* _EXERCISE DESCRIPTION_: Return each line of the material below that contains the word "pixel".

═════ DATA SUPPLIED ═════

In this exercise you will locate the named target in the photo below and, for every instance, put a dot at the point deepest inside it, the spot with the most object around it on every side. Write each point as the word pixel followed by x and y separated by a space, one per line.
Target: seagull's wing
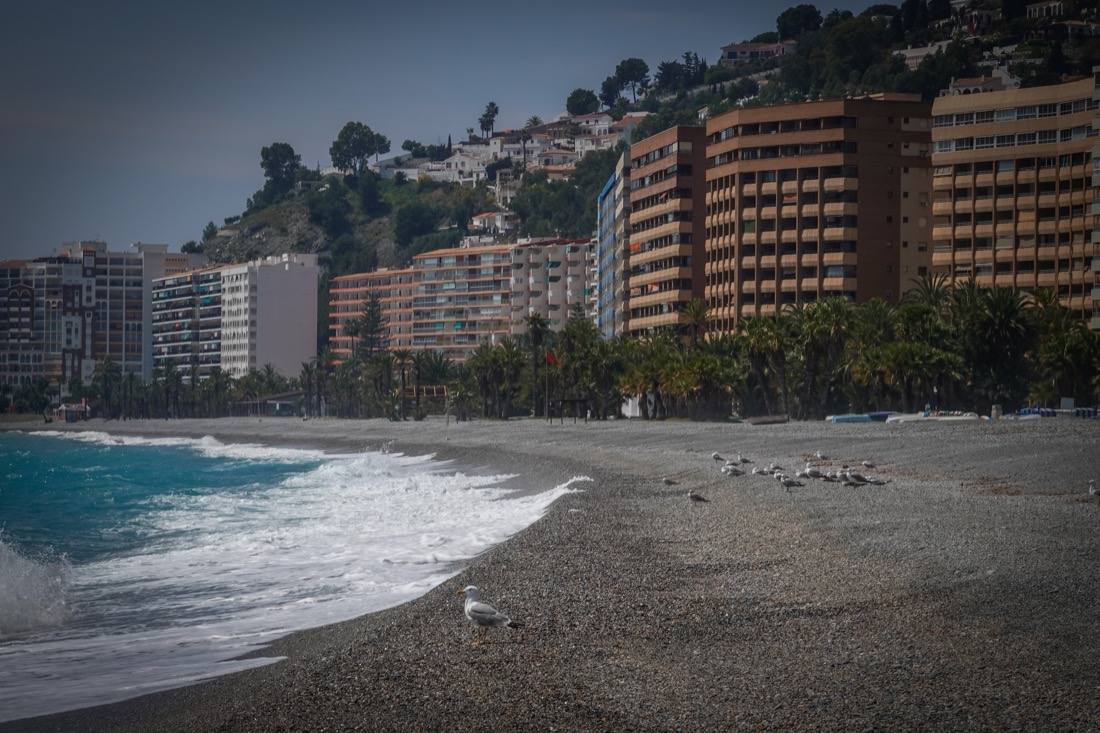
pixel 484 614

═════
═════ DATA SUPPLIED ═════

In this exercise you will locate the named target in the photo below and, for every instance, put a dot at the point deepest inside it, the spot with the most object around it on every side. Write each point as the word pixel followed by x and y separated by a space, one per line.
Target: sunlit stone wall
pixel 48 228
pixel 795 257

═════

* _PROBLEM SOLUTION_:
In this exercise you will locate the named target in the photo below and, for every instance, put a dot at the point deepest inside it, the spot with the most object around it on every side. Write each point as the word pixel followed by x and y separated by a space, one per line.
pixel 484 614
In this exercise you will locate the named target in the photo below and, for every instance, put a dot at the point deepest inside it, the spot with the most object around it on every side. Write each point as the word pixel followed by x and y separated by a space, one per line.
pixel 48 228
pixel 795 257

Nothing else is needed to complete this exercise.